● **Source extract**:
Monday, January 11, 2010

Regular Expression 3: Regex matching

This post covers basically the same things as Matching Regular Expressions but goes into a bit more detail. I recommend reading both posts since there is unique information in each.

The primary new item I show here is that more advanced matching techniques can be used but more importantly all groups are matched even groups that are within another group.

Note: The examples use Scala 2.8. Most examples will work with 2.7 but I believe the last example is Scala 2.8 only.

  1. scala> val date = "11/01/2010"
  2. date: java.lang.String = 11/01/2010
  3. scala> val Date = """(\d\d)/(\d\d)/(\d\d\d\d)""".r
  4. Date: scala.util.matching.Regex = (\d\d)/(\d\d)/(\d\d\d\d)
  5. /*
  6. When a Regex object is used in matching each group is assigned to a variable
  7. */
  8. scala> val Date(day, month, year) = date          
  9. day: String = 11
  10. month: String = 01
  11. year: String = 2010
  12. scala> val Date = """(\d\d)/((\d\d)/(\d\d\d\d))""".r
  13. Date: scala.util.matching.Regex = (\d\d)/((\d\d)/(\d\d\d\d))

● **To do**:
A. Please answer these questions from the Scala regex post:
(i) Which version of Scala do the examples use?
(ii) What string value is assigned to date in the first line of code?
(iii) After the line "val Date(day, month, year) = date", what value does year receive?
B. Translate this sentence from the Scala regex post into Spanish: "I recommend reading both posts since there is unique information in each."

● **Data extract**:
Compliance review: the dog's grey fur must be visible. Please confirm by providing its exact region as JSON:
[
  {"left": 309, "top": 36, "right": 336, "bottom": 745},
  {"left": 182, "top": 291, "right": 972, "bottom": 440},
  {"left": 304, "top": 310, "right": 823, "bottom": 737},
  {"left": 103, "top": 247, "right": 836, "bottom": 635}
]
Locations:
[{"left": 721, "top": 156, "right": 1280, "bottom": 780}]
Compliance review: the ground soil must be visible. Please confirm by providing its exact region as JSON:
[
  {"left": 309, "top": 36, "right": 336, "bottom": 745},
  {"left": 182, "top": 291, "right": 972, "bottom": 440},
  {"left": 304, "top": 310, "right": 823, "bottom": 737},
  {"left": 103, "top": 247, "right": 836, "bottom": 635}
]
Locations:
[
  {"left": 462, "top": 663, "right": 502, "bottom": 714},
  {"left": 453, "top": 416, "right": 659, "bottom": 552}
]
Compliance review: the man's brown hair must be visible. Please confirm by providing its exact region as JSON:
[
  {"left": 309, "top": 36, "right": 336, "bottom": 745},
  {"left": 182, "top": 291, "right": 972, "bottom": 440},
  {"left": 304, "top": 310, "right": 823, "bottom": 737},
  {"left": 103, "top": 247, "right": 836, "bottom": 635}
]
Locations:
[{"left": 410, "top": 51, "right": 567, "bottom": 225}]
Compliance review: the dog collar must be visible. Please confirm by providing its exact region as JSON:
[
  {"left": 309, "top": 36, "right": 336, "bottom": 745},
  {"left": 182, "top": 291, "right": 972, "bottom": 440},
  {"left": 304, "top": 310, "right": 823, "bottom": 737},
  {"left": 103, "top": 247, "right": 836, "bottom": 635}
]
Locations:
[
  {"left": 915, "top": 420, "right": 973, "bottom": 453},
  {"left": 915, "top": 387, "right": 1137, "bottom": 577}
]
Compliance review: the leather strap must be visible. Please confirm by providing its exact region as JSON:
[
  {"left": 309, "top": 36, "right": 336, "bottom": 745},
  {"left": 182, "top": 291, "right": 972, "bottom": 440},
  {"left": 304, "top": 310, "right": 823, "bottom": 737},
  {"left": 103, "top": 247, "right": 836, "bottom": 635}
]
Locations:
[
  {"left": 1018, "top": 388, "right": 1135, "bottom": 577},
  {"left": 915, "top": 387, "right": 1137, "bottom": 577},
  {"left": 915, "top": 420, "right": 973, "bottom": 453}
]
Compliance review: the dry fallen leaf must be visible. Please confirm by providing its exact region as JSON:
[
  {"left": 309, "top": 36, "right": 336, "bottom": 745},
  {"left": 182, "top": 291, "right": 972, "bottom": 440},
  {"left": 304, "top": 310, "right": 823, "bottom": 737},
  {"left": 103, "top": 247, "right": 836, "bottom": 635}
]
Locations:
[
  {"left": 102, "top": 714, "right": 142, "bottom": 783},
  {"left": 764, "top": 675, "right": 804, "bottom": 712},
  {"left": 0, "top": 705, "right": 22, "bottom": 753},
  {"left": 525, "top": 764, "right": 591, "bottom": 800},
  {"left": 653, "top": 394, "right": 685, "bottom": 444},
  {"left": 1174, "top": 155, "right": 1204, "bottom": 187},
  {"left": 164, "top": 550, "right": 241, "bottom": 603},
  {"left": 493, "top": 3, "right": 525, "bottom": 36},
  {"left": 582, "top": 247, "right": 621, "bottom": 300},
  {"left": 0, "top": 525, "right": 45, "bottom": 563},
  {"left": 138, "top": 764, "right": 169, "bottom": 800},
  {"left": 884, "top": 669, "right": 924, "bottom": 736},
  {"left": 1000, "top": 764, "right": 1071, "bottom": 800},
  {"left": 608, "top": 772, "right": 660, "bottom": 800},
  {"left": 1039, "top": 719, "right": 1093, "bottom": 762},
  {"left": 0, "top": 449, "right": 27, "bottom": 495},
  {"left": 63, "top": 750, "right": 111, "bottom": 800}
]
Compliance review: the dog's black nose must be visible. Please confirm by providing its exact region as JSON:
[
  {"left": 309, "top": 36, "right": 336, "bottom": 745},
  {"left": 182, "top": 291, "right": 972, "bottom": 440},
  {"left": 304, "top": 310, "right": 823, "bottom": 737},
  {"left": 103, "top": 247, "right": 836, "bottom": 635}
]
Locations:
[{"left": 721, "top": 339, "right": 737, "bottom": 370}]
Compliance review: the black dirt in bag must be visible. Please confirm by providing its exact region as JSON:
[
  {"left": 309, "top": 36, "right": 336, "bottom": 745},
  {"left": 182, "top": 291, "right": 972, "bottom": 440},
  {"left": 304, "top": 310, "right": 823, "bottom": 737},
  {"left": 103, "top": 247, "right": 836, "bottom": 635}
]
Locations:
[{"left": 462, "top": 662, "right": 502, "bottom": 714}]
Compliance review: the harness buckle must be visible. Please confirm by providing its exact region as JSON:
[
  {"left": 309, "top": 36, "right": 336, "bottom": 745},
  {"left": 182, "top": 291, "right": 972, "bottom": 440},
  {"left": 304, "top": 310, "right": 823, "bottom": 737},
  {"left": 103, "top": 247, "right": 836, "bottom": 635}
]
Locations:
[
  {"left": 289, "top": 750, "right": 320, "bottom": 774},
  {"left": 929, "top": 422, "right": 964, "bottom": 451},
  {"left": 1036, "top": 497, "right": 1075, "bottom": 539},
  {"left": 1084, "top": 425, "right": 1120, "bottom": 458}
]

● **Solution set**:
A.
(i) Scala 2.8
(ii) 11/01/2010
(iii) 2010

B. Recomiendo leer ambas publicaciones, ya que hay información única en cada una.